## Given exercise:
Retype every one of the entries below verbatim, reproducing each line without alteration.

^^^^^^^^

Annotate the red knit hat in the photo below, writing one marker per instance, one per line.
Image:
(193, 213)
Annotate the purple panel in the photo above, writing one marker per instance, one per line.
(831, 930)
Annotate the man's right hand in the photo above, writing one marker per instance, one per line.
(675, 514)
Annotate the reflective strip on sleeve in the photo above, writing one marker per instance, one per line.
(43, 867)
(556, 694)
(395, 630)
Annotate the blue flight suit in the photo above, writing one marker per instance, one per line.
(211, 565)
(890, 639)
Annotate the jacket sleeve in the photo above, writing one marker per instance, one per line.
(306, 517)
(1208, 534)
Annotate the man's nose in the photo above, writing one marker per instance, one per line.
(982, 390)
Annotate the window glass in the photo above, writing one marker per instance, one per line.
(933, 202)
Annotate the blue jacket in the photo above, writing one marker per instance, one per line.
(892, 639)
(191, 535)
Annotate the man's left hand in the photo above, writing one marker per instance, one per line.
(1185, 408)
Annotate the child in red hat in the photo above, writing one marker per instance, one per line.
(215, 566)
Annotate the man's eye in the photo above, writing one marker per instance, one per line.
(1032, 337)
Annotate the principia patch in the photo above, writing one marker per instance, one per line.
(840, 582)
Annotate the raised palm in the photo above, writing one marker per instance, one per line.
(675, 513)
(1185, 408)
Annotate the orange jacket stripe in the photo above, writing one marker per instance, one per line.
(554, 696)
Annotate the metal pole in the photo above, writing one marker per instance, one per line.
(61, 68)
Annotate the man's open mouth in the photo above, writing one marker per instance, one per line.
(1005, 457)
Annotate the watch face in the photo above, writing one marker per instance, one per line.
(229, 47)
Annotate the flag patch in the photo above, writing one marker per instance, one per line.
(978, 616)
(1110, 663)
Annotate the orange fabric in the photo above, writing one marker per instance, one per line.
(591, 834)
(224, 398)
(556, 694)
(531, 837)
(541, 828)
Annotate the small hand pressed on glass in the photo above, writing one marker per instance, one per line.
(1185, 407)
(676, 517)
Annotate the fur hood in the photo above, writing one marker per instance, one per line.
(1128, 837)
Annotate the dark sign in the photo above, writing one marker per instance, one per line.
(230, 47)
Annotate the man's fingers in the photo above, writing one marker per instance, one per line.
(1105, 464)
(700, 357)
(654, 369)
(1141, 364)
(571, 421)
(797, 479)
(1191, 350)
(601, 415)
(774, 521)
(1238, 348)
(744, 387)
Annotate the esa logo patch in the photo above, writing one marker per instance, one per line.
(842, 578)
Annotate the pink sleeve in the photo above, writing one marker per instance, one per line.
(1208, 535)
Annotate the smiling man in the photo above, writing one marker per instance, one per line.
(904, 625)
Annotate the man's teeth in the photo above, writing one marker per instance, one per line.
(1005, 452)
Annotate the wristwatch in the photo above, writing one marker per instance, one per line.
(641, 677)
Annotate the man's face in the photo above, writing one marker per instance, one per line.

^^^^^^^^

## Solution to this task:
Annotate the red knit hat in the photo below, writing one marker per instance, one per line.
Image:
(193, 213)
Annotate the purple panel in the photo above, writing one marker per instance, one per line.
(831, 930)
Annotate the man's right hand in the photo above, writing one marker per instance, one per line.
(675, 514)
Annotate the reflective strip on sleeve in the photo above, writing one marker per instance, one per line.
(43, 867)
(556, 694)
(395, 630)
Annotate the blue flight suit in the photo above, writing one marker per instance, one per line.
(211, 565)
(890, 639)
Annotate the jacket sleeve in the photo above, writing one marker per instance, one per line.
(306, 517)
(1208, 534)
Annotate the man's nose in the photo above, writing one marker per instance, one per line.
(982, 390)
Annotate the window glass in the photo above, writing one marker per instance, one per line.
(933, 202)
Annotate the blue jacket in the photo above, writing one marker per instance, one per line.
(892, 639)
(191, 535)
Annotate the man's left hand in the photo above, writing one marker per instance, one per line.
(1185, 408)
Annotate the child in red hat in the photo above, writing one marker per instance, one per line.
(215, 566)
Annotate the man's eye in the photo above, writing one marker per instance, one per line.
(1032, 337)
Annotate the principia patch in the photo above, writing one marker per instance, one per line.
(840, 582)
Annotate the raised palm in the photo above, writing one marker per instance, one per line.
(675, 513)
(1185, 408)
Annotate the orange jacket stripe in the photo above, writing one marker per instance, one per line.
(554, 696)
Annotate the metal pole in the photo above, writing one marker per instance, one per line.
(61, 68)
Annotate the man's open mouth in the photo above, writing one marker per instance, one per line.
(1005, 457)
Annotate the watch face in the photo above, writing one marker per instance, one per line.
(229, 47)
Annotate the flag patch in the photo above, writing one marker per instance, one per line.
(978, 616)
(1110, 663)
Annotate the orange fabric in the photo above, writing one marker per instance, one per line.
(591, 834)
(224, 398)
(556, 694)
(531, 837)
(541, 828)
Annotate the small hand pressed on glass in the photo above, writing one marker per instance, one per line.
(1185, 407)
(676, 517)
Annotate the fur hood in the photo above, writing one marker per instance, one per line.
(1128, 837)
Annotate the dark sign in the photo above, writing one marker per instance, one per line.
(230, 47)
Annotate the man's fingers in the photo above, writing one marker per instance, one per line.
(1105, 464)
(700, 357)
(654, 369)
(1141, 364)
(571, 421)
(797, 479)
(1191, 350)
(601, 415)
(774, 521)
(1238, 348)
(744, 387)
Annotate the esa logo patch in the photo above, writing one marker per instance, one per line.
(842, 578)
Annotate the pink sleeve in the photo above, writing one marker per instance, one per line.
(1208, 535)
Annotate the smiling man in the photo above, writing one marker per instance, one per line.
(904, 625)
Annotate the man's teeth in the photo above, writing one marker per instance, one per line.
(1005, 452)
Annotate the wristwatch in the photo above, writing one marker per instance, one per line.
(641, 677)
Annotate the man's face in the photo above, writing one marker per instance, one per line.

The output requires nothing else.